▶ Provided data
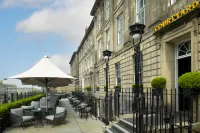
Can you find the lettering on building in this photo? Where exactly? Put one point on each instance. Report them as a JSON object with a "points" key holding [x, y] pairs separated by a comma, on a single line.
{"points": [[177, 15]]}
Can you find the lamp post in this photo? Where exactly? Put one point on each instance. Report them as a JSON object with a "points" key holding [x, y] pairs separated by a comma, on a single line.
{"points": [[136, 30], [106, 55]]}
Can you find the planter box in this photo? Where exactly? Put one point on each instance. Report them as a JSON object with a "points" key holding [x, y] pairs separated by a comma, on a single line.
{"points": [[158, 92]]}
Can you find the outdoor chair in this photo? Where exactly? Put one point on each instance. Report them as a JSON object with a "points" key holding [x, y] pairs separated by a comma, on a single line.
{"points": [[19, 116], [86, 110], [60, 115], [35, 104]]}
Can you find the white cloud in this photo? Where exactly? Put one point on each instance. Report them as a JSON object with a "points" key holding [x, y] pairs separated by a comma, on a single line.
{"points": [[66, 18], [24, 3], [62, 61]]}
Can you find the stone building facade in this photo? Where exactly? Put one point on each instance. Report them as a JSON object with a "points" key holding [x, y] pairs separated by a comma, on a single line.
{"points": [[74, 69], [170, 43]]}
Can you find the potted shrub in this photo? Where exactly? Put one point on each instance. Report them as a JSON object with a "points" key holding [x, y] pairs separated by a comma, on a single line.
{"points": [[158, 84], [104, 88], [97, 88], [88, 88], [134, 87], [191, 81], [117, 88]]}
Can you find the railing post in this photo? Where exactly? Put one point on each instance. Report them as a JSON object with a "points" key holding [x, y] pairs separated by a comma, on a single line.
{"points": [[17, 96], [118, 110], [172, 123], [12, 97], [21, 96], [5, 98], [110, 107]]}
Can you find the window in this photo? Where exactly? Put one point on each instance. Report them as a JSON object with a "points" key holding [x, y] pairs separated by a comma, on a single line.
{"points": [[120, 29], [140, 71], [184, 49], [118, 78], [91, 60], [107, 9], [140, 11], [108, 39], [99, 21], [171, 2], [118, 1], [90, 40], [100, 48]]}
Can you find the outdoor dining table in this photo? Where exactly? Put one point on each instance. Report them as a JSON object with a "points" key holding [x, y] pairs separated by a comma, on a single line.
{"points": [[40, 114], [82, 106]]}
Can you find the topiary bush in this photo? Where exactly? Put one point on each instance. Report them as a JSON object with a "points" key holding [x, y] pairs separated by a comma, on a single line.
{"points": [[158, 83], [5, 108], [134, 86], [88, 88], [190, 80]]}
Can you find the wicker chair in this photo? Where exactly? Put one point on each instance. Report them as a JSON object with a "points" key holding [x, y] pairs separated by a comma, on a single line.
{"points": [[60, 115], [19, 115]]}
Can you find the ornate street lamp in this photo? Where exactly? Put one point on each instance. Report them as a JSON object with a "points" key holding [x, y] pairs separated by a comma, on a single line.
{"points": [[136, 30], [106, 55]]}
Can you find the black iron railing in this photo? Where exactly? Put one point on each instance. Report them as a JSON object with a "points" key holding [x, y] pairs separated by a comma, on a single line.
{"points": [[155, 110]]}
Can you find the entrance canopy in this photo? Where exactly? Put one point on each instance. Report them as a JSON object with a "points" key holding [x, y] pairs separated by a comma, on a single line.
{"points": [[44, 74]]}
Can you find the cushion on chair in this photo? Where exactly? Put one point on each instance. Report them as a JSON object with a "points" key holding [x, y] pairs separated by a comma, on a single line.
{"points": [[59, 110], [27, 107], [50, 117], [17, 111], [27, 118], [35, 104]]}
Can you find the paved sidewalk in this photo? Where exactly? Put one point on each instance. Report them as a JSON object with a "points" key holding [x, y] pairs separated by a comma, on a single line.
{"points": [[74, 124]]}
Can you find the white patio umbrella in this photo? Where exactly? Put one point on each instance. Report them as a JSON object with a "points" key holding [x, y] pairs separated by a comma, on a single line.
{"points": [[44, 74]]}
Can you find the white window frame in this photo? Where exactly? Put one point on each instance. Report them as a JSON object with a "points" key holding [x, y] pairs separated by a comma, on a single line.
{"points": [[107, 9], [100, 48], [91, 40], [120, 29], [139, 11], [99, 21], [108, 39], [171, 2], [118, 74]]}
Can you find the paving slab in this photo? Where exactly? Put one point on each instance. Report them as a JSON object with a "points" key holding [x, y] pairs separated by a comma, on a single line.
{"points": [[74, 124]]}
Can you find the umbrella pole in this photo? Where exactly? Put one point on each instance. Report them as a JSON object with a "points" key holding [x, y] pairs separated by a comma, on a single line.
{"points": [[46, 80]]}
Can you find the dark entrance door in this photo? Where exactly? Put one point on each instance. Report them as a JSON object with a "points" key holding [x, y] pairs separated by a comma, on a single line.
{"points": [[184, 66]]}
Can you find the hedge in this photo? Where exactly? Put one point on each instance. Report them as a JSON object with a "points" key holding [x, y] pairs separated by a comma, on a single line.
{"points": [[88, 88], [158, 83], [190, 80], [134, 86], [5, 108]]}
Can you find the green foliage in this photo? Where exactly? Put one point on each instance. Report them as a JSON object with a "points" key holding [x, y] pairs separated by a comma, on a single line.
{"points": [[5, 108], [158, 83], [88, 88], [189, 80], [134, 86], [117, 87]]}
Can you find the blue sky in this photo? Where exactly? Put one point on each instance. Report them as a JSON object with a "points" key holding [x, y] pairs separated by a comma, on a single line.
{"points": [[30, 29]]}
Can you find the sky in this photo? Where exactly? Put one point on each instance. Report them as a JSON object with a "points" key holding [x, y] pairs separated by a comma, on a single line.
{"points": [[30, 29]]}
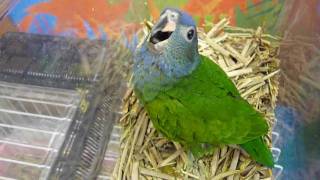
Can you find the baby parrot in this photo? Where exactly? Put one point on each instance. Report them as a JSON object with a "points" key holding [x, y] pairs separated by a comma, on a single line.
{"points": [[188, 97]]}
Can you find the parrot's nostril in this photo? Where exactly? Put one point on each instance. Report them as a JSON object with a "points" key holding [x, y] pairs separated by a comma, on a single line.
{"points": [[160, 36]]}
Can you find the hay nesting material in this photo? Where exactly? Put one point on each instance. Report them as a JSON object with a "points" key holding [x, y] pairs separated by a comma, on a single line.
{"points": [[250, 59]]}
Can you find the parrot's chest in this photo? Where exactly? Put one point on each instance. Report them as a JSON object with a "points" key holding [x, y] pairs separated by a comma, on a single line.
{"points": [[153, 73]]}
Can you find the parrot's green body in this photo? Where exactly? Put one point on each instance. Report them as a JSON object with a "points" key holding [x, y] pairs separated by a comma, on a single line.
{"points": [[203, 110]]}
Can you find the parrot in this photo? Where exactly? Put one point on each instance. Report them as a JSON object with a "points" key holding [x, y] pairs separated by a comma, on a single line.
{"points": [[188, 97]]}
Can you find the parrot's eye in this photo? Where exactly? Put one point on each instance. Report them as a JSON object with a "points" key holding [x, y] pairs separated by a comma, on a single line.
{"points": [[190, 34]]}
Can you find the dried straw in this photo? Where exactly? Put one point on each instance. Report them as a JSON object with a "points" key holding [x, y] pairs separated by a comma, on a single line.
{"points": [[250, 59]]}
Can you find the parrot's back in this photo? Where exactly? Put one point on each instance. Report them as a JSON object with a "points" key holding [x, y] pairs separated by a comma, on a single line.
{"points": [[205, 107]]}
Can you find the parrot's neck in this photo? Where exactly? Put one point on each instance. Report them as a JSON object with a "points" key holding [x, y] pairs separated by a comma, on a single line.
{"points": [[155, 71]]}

...

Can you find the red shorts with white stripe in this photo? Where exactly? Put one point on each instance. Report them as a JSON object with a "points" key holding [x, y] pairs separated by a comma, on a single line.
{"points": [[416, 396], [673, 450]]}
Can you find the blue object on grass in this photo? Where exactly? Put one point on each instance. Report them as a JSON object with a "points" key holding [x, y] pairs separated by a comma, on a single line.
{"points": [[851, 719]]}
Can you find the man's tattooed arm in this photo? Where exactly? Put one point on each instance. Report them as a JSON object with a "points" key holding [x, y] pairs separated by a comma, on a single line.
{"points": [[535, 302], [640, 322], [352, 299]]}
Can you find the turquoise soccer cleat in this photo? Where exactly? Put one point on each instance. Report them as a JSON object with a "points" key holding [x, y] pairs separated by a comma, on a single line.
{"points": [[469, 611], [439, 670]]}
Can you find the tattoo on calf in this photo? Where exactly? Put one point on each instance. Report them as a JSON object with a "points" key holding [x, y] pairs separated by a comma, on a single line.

▶ Work instruction
In your answer, include only the lines above starting at the line that holds "Can you find the turquoise" and ending at the line that holds "Can you find the tattoo", copied exactly.

▶ Answer section
Can you find the turquoise soccer cleat in this photo? Where exactly? Put one point on each instance. Report them as a JSON object with a "points" key holding [x, y] pairs separated by a comma, on a single line.
{"points": [[469, 611], [439, 670]]}
Can you find the tattoo on calf in this photo? Where exactly? Put one point on each instance. Report them as a JSON object with a "points" key holding [x, y] pairs separated by a comma, on a single line.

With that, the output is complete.